== PAGE EXCERPT ==
-- -- --

Lapin is an albino woman with a brilliant mind and a streak of ruthlessness. She had initially been romantically involved with Irons, using their relationship to procure copies of his advanced weapons which she then sold to criminals while Superman was gone from Metropolis following his apparent death.

===Second version===
The second White Rabbit is an unnamed swordsman and mercenary who is a member of the Pentacle and enemy of Shadowpact.

===Jaina Hudson===
"The New 52" shows Jaina Hudson, the child of a Bollywood actress and diplomat Tom Hudson. After spending time in private schools, Jaina attended a fundraiser where she met Bruce Wayne. When first seen as White Rabbit, she was among the Arkham Asylum inmates who escaped. When Batman caught up to White Rabbit near the scene of dead clowns, the Joker draped a cloth over her. Batman fought Joker until it was discovered that Joker is Clayface in disguise. White Rabbit tried to inject a steroid into Batman, only to be thwarted by the Flash.

-- -- --

== TASKS TO CARRY OUT ==
• A. From the White Rabbit excerpt, list every character named in the Jaina Hudson section, leaving out Jaina Hudson and White Rabbit.
• B. Check each statement against the White Rabbit excerpt. Answer yes or no, and quote the deciding words. (i) Lapin sold copies of Irons's weapons to criminals. (ii) The second White Rabbit is a member of Shadowpact. (iii) Batman stopped White Rabbit's attempt to inject a steroid.

-- -- --

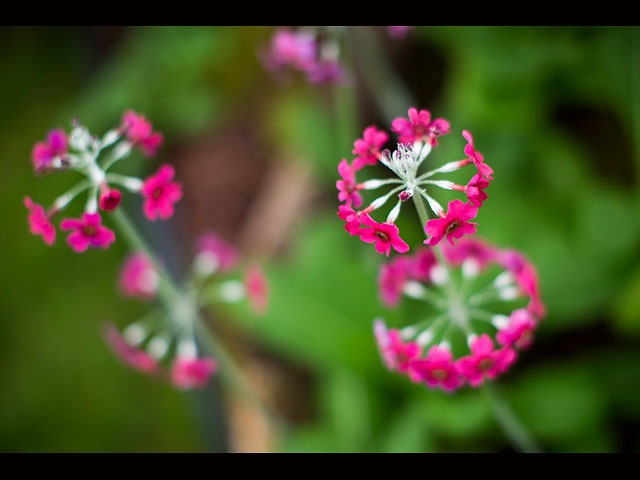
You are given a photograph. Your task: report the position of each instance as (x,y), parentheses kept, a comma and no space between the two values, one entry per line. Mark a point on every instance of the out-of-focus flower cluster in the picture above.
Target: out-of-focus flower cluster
(93,158)
(417,136)
(485,306)
(163,342)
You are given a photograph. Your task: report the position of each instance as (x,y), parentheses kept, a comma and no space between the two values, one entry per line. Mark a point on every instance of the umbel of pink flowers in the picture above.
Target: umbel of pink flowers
(163,343)
(470,336)
(417,136)
(313,51)
(93,157)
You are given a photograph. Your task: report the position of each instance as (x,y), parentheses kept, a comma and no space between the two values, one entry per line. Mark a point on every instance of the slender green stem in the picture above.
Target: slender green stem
(510,423)
(513,428)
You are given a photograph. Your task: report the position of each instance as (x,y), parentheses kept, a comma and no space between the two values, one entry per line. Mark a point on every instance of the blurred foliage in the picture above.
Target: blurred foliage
(551,109)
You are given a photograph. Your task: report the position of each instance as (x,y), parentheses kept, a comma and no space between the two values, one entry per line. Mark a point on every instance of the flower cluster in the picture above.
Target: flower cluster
(312,51)
(82,152)
(417,136)
(167,337)
(473,334)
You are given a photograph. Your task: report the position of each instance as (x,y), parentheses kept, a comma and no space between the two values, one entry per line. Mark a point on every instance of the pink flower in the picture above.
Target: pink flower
(138,277)
(110,199)
(396,354)
(398,32)
(420,267)
(226,254)
(257,289)
(467,248)
(327,71)
(437,369)
(454,225)
(139,131)
(391,280)
(385,235)
(484,361)
(478,160)
(188,373)
(367,149)
(131,356)
(419,127)
(475,189)
(348,190)
(520,330)
(40,222)
(295,49)
(352,218)
(44,152)
(161,193)
(87,232)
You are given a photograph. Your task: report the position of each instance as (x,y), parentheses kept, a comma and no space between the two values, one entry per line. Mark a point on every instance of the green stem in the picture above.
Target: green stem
(510,423)
(512,427)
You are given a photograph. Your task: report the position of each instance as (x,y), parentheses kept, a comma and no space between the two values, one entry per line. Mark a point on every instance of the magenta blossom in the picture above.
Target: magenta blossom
(347,187)
(40,222)
(188,373)
(476,157)
(140,132)
(436,369)
(87,232)
(385,235)
(397,355)
(475,189)
(225,254)
(110,199)
(257,289)
(138,277)
(520,330)
(351,217)
(44,152)
(454,224)
(131,356)
(161,193)
(484,361)
(419,127)
(367,149)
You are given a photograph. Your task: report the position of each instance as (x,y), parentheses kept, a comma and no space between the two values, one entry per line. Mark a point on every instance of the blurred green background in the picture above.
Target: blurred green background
(554,110)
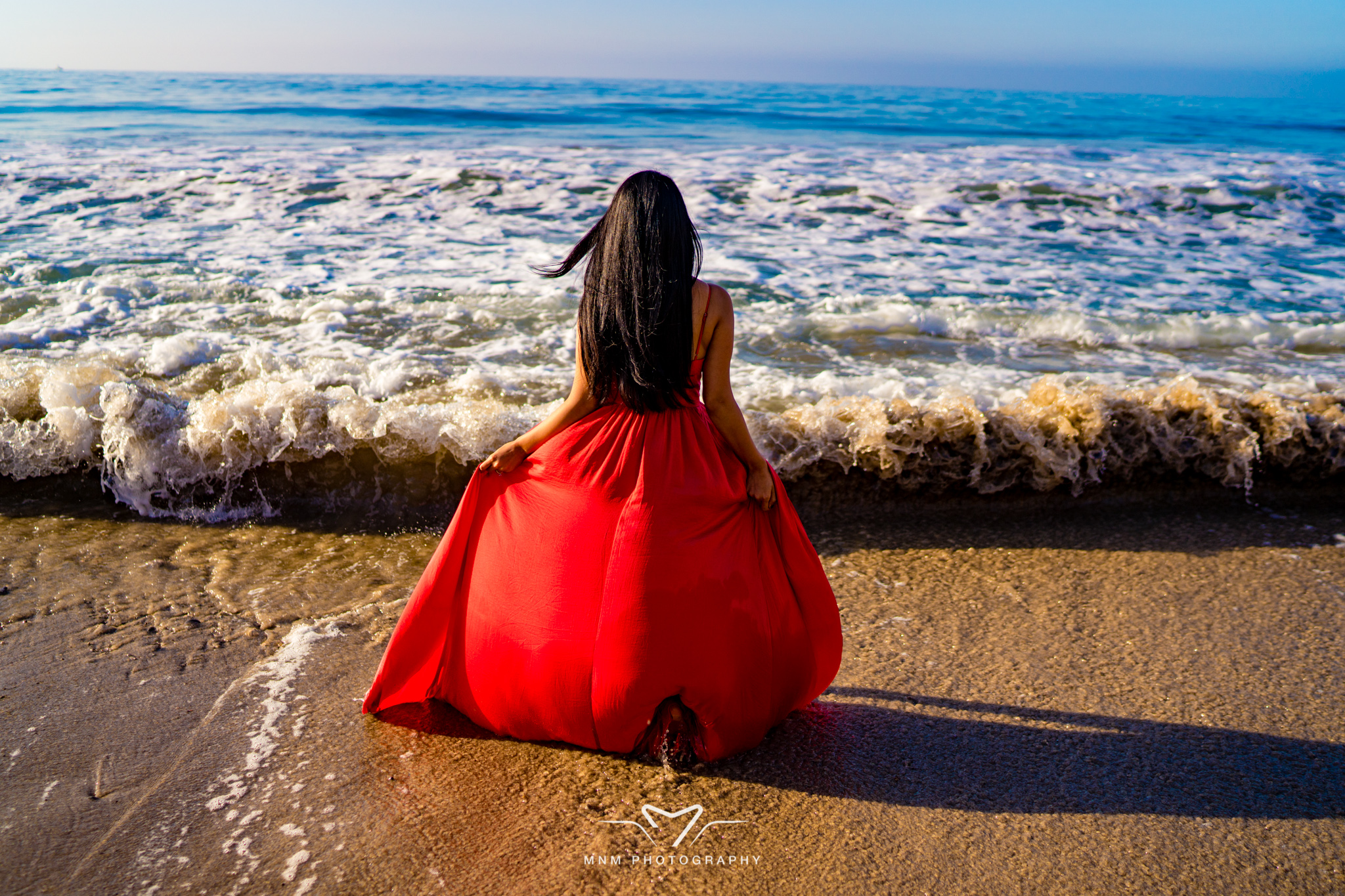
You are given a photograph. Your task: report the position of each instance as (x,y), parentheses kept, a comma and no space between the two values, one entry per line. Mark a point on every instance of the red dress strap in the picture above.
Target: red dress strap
(701,332)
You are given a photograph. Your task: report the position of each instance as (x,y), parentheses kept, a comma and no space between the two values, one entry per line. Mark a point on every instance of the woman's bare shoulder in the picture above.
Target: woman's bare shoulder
(718,300)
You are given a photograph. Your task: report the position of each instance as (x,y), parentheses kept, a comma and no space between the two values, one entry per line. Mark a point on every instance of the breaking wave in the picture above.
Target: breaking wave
(231,453)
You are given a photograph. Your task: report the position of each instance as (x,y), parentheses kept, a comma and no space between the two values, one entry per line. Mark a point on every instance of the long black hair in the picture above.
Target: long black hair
(635,316)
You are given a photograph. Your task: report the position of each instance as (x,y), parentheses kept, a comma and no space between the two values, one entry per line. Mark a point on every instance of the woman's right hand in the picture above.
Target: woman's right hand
(762,485)
(505,459)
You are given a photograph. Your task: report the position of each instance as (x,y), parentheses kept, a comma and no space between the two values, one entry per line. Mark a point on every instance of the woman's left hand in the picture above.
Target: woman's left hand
(505,459)
(762,485)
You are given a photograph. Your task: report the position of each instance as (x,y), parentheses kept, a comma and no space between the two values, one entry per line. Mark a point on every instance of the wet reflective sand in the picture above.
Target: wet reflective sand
(1124,695)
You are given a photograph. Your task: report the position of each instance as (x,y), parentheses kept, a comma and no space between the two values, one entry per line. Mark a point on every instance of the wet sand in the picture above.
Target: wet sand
(1119,694)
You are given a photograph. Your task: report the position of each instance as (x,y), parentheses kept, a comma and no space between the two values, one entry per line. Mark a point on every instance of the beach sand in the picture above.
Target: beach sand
(1128,692)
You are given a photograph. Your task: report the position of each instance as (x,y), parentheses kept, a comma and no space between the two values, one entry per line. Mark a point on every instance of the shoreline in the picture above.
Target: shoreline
(1039,694)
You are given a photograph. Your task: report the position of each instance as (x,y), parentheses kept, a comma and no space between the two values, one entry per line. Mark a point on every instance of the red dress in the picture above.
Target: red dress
(619,565)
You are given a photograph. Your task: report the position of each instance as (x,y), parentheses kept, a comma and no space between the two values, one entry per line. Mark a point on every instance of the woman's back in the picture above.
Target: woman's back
(622,557)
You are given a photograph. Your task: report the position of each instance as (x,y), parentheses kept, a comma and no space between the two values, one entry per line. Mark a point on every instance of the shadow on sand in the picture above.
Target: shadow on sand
(1042,762)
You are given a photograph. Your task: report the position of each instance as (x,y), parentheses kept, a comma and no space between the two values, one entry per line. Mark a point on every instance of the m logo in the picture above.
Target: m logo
(649,812)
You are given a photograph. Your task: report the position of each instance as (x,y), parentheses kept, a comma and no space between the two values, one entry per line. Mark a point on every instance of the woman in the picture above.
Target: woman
(627,575)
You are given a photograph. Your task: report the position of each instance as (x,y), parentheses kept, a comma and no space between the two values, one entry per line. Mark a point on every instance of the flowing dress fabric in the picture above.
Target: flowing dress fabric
(619,565)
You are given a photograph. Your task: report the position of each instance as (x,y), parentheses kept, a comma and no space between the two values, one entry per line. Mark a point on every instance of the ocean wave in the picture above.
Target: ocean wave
(214,457)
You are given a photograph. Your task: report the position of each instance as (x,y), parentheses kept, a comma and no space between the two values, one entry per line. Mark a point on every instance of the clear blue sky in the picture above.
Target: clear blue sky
(993,43)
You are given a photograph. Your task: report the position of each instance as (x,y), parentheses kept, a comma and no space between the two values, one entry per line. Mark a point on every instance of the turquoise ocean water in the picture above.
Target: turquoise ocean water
(202,276)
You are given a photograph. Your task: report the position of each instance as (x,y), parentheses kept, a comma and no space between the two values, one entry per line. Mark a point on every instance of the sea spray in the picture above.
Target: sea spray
(214,457)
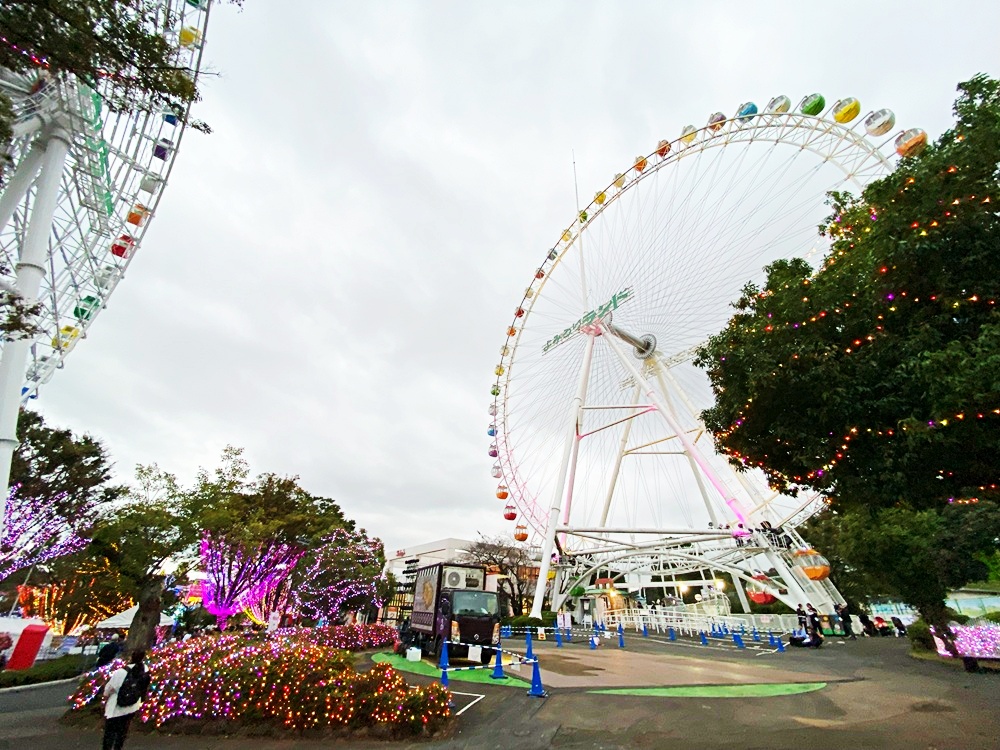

-- -- --

== EXERCISE RESULTS ==
• A. Tom Hudson, Bruce Wayne, Batman, the Joker, Clayface, the Flash

• B.
(i) Yes: "using their relationship to procure copies of his advanced weapons which she then sold to criminals"
(ii) No: "a member of the Pentacle and enemy of Shadowpact"
(iii) No: "White Rabbit tried to inject a steroid into Batman, only to be thwarted by the Flash."